**GIVEN TASK**
In every item below, substitute "bounding rectangle" for each occurrence of "bounding box" and leave all other text unchanged.

**RECORD EXCERPTS**
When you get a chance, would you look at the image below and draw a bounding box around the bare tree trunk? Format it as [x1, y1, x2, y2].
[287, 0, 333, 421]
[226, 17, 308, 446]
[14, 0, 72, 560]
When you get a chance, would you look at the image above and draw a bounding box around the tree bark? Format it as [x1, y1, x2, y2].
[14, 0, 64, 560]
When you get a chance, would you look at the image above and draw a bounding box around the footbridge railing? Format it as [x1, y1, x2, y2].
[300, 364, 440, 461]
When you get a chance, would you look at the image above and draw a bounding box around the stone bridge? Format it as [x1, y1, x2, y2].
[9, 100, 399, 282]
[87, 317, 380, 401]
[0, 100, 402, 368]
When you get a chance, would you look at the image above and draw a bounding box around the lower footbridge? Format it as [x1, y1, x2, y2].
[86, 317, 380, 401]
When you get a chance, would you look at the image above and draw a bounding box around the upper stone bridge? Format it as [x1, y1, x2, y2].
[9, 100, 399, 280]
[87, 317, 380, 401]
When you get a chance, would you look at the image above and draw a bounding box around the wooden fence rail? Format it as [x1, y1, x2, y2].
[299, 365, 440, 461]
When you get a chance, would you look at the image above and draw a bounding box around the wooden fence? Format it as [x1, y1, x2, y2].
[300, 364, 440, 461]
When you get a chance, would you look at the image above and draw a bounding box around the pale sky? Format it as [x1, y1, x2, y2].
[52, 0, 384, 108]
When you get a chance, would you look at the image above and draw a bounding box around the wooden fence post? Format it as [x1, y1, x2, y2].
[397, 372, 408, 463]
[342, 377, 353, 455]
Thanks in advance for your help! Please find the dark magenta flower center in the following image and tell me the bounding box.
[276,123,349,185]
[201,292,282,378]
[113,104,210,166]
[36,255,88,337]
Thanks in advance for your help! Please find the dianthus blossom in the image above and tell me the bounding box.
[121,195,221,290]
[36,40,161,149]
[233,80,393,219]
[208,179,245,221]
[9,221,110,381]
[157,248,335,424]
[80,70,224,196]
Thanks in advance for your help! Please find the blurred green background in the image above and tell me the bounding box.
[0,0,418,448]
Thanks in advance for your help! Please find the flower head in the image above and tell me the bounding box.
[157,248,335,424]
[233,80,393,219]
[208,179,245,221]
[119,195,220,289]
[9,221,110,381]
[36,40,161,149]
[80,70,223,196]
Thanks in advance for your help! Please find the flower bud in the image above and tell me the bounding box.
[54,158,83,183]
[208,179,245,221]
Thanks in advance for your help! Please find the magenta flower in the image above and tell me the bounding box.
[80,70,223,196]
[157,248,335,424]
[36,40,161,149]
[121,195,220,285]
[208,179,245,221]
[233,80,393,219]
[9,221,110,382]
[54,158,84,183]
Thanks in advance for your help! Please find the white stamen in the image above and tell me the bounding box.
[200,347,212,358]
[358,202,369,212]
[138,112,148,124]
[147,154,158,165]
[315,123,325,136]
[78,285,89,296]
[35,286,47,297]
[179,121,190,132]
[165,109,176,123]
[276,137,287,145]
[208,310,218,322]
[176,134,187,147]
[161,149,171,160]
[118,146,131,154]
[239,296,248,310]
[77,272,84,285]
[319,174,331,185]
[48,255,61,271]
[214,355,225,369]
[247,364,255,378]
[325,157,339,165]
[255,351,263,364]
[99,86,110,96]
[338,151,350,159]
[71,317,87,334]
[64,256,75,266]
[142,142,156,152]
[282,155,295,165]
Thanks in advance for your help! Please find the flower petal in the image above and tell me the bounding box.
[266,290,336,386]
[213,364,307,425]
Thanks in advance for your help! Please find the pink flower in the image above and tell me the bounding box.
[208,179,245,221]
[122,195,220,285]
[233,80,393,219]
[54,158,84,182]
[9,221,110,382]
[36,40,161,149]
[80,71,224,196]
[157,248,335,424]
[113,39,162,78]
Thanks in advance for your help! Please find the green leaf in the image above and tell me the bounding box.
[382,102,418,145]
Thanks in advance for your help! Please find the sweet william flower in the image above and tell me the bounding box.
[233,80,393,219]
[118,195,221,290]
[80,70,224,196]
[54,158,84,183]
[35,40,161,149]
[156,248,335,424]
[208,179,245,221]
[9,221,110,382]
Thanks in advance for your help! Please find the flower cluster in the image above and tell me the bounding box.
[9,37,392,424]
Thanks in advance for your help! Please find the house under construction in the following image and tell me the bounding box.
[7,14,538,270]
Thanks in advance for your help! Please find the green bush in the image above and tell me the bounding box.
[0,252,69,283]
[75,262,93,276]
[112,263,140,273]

**REPLY**
When you get a chance, would you look at the image below and draw a bounding rectangle around the bare tree trunk? Format it as [x1, y1, x2, y2].
[287, 0, 333, 421]
[226, 17, 308, 446]
[14, 0, 72, 560]
When you get a chance, would you look at the image above and draw a bounding rectangle around the tree bark? Format it as [x1, y1, x2, y2].
[14, 0, 64, 560]
When you get a chance, would you look at the image above and draw a bounding rectangle around the footbridge railing? Format it as [x1, y1, x2, y2].
[300, 364, 440, 461]
When you get a chance, would you look at the image above and draw a bounding rectangle around the stone bridge? Format it as [x1, y1, x2, y2].
[9, 100, 399, 282]
[87, 317, 380, 401]
[0, 100, 402, 368]
When you get a chance, would you look at the image above and draw a bounding rectangle around the lower footbridge? Format it as [x1, y1, x2, y2].
[86, 317, 380, 401]
When you get a chance, would you look at the image above and draw a bounding rectangle around the upper stone bridge? Format it as [x1, y1, x2, y2].
[9, 100, 399, 280]
[87, 317, 380, 401]
When you get a chance, would you look at the image above and draw a bounding rectangle around the wooden fence rail? Format it as [x1, y1, x2, y2].
[299, 365, 440, 461]
When you get a chance, would you look at the image above and draw a bounding rectangle around the wooden fence? Format it as [x1, y1, x2, y2].
[300, 364, 440, 461]
When you get a chance, would you look at the image above and draw a bounding rectangle around the pale sky? Format it as [x1, y1, x2, y2].
[52, 0, 384, 108]
When you get a chance, would you look at the image above and draw a bounding rectangle around the wooden fence post? Format it as [x1, y1, x2, y2].
[397, 372, 408, 463]
[342, 377, 353, 455]
Thanks in advance for your help! Please find the dark magenta flower center in the following image and tell me the bounding rectangle.
[276,123,349,185]
[201,292,282,378]
[113,104,210,166]
[36,255,88,337]
Thanks in advance for your help! Please find the dianthus blossom in the image above and tell me the bounding rectangle.
[121,195,221,290]
[36,40,161,149]
[233,80,393,219]
[208,179,245,221]
[9,221,110,381]
[157,248,335,424]
[80,70,224,196]
Thanks in advance for your help! Please find the blurred green background in the image above and tell me the bounding rectangle.
[0,0,418,448]
Thanks in advance for your help! Please find the flower head in the image above and tell me the bounding rectangle.
[157,248,335,424]
[233,80,393,219]
[208,179,245,221]
[119,195,220,289]
[9,221,110,381]
[36,40,161,149]
[80,70,223,196]
Thanks in advance for your help! Please find the flower bud in the image above and tell me the bounding rectangle.
[54,158,83,183]
[208,179,245,221]
Thanks in advance for your help! Please find the magenta flower in the image above and tell me the bounding rectangle.
[80,70,223,196]
[157,248,335,424]
[36,40,161,149]
[121,195,220,285]
[208,179,245,221]
[233,80,393,219]
[9,221,110,382]
[54,158,84,183]
Thanks in advance for your help! Please find the white stamen in the image above and tell me the bounding rectangle.
[200,347,212,358]
[358,202,369,212]
[138,112,148,124]
[147,154,158,165]
[315,123,325,136]
[78,285,89,296]
[35,286,47,297]
[179,121,190,132]
[165,109,176,123]
[276,137,287,145]
[208,310,218,322]
[176,134,187,147]
[161,149,171,160]
[118,146,131,154]
[239,296,248,310]
[77,272,84,285]
[319,174,331,185]
[48,255,61,271]
[214,355,225,369]
[247,364,255,378]
[325,157,339,165]
[255,351,263,364]
[99,86,110,96]
[338,151,350,159]
[71,317,87,334]
[64,256,75,266]
[142,142,156,152]
[282,155,295,165]
Thanks in advance for your help! Please find the flower petal in the image above and tell me the bounding rectangle.
[266,290,336,386]
[213,364,307,425]
Thanks in advance for your help! Please find the pink flower in the image above and tell me the bounding rectangle.
[208,179,245,221]
[122,195,220,285]
[233,80,393,219]
[54,158,84,182]
[9,221,110,382]
[36,40,161,149]
[80,71,224,196]
[157,248,335,424]
[113,39,162,78]
Thanks in advance for your help! Please find the green leaf in the image above and tell me the bounding rectangle.
[382,102,418,145]
Thanks in advance for your help! Please find the sweet william flower in the image above and tell me the bounding rectangle.
[233,80,393,219]
[118,195,221,290]
[80,70,224,196]
[54,158,84,183]
[35,40,161,149]
[156,248,335,424]
[208,179,245,221]
[9,221,110,382]
Thanks in advance for your help! Please find the flower cluster in the image above and tell me the bounding rectangle.
[9,37,392,424]
Thanks in advance for your help! Please find the house under construction in the following image and tell me the bounding rectangle.
[7,14,538,270]
Thanks in advance for your help! Please find the green bush in the image above and tell me the bounding rectangle.
[0,252,69,283]
[75,262,93,276]
[112,263,140,273]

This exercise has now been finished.